• _Given request_
Copy the lines below, starting with the line containing "Put a point on every instance of the bird's claw" and continuing through the end of the lines, requests included. Multiply every x and y coordinate in the answers by 1.75 and round each to a whole number, with halves rounded up.

• _Dataset content_
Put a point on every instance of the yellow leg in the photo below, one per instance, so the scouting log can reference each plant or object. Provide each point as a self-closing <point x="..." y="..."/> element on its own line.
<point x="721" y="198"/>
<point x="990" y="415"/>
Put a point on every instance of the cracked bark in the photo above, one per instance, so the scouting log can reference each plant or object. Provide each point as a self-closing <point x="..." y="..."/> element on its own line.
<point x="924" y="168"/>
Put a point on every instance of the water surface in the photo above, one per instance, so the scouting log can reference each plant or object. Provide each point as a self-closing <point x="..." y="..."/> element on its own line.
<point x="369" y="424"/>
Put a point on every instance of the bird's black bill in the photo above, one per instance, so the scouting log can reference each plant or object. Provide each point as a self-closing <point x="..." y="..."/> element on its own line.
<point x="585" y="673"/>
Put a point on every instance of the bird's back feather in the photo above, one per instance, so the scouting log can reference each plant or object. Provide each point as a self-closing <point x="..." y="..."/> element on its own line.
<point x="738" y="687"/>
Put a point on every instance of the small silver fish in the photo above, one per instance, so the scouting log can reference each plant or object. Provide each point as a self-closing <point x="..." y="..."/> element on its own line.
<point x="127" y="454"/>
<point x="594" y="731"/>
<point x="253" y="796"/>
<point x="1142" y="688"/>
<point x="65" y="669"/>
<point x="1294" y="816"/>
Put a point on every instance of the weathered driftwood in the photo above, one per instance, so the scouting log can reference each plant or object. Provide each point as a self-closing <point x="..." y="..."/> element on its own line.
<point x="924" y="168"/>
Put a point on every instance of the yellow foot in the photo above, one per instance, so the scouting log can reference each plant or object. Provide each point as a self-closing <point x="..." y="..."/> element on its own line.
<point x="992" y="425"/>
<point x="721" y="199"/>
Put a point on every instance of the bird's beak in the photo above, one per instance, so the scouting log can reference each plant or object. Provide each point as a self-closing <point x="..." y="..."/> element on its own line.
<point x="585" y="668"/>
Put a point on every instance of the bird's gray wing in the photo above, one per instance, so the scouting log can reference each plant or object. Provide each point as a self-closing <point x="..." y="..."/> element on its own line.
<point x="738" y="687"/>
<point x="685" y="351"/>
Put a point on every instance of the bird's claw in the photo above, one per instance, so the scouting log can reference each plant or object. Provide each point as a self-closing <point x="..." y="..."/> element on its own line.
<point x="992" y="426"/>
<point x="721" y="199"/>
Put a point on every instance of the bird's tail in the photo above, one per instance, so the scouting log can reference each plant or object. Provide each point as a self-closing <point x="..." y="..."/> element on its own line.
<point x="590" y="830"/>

• _Exercise output_
Put a point on every instance of the bird's claw in the photo above, one per instance, so the scouting log can reference each plant or object. Provide each point as a self-closing <point x="..." y="..."/> element on its own line.
<point x="1736" y="746"/>
<point x="1262" y="348"/>
Put a point on every instance of the bird's tail in the photo above, one per instance, so the scouting log can reference each plant or object. Provide each point as a self-closing <point x="..." y="..."/> element on its own line.
<point x="1033" y="1453"/>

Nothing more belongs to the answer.